| Task goal |
Once the line containing "Find white three-stripe sleeve detail here." is found in the records below, return it and each following line exactly, up to and including the line containing "Find blurred person in background here.", and nothing else.

********

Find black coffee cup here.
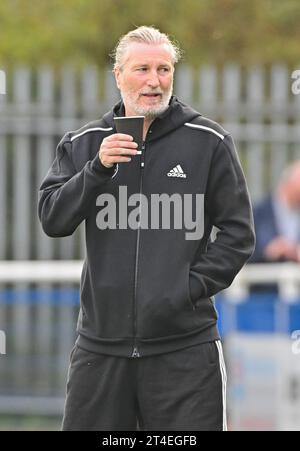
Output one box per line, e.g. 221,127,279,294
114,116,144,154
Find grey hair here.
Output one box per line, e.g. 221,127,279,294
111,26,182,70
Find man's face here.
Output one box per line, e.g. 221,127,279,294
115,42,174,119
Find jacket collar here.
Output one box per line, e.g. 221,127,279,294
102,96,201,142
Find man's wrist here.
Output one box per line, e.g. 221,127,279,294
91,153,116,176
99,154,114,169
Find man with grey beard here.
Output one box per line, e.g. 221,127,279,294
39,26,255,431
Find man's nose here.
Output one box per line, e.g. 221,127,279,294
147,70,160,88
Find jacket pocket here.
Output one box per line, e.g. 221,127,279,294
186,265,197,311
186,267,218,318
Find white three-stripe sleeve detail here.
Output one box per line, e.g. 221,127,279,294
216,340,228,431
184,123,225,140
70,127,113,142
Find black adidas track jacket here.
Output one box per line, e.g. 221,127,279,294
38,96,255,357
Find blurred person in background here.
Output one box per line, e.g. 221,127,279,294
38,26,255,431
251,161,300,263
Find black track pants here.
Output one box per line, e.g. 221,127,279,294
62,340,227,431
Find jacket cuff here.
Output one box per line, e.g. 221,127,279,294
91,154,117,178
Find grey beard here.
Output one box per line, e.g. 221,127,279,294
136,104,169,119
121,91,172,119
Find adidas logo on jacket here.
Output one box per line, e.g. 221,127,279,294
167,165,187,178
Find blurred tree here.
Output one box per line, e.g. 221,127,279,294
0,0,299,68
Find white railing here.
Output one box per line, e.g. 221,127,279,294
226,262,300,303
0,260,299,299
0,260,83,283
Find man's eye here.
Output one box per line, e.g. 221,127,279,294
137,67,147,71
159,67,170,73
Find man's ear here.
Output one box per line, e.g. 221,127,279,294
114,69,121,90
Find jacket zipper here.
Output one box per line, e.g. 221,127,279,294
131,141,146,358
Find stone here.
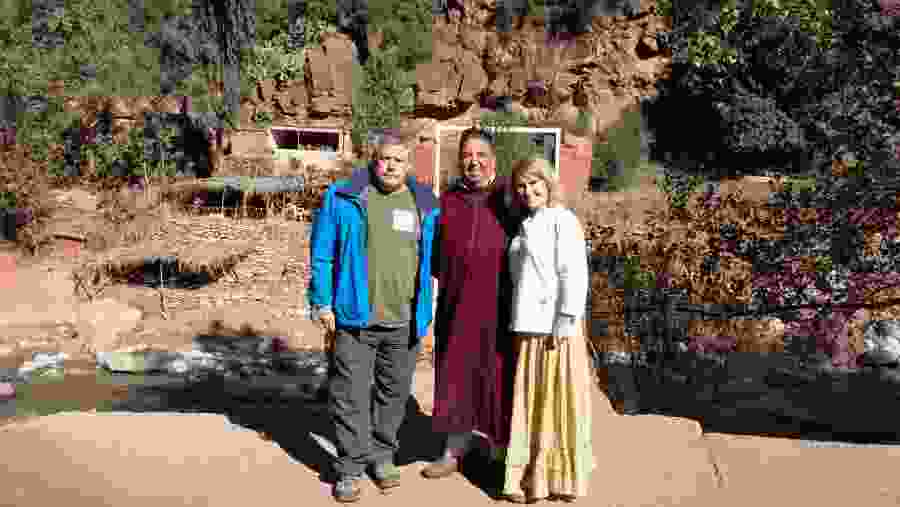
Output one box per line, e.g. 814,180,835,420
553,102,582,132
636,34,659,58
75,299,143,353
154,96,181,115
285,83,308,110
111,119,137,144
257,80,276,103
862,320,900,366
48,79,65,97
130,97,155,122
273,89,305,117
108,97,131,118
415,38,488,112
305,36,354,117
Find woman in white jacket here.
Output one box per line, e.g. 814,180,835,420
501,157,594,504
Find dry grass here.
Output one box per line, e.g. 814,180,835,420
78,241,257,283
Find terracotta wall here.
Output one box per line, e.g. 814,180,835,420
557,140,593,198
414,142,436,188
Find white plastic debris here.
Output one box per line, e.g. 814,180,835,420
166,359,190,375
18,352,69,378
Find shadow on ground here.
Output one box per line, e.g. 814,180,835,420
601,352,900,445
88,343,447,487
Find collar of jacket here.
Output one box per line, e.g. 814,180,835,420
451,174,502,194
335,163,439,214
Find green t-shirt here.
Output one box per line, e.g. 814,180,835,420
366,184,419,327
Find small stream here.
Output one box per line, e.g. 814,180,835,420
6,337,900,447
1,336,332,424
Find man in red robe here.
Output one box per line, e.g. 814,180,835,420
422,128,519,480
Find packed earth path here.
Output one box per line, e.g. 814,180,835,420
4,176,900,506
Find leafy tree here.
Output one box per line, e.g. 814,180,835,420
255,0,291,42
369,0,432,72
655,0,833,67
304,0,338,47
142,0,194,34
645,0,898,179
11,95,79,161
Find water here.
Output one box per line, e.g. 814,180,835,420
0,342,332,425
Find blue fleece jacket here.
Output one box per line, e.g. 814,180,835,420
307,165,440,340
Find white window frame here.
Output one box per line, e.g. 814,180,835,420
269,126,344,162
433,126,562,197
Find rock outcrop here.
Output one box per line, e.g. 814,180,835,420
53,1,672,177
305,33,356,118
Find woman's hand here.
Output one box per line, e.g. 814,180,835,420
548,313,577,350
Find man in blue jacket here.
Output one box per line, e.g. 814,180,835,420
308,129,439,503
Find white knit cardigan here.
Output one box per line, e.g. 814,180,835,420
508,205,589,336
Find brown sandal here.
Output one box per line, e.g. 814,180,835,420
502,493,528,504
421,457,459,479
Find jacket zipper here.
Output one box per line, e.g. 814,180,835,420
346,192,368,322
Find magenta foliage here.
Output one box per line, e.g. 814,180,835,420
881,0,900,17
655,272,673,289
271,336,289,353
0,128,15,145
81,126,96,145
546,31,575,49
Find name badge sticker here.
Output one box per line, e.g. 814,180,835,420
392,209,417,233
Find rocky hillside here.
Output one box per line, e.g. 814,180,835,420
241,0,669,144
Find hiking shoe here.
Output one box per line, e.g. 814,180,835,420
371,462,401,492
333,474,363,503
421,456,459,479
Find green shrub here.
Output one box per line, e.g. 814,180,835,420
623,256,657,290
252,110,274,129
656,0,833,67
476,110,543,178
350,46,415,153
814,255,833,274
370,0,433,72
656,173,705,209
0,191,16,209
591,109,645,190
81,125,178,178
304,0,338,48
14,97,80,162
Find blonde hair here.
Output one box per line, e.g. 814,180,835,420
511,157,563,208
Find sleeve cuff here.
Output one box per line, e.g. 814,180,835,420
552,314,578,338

********

| Task result |
Find white three-stripe sleeve detail here.
Output one box per line, e.g. 221,127,279,294
216,340,228,431
184,123,225,140
70,127,113,142
Find black adidas track jacket here.
Output one box per line, e.g. 221,127,279,294
38,96,255,357
Find blurred person in background here.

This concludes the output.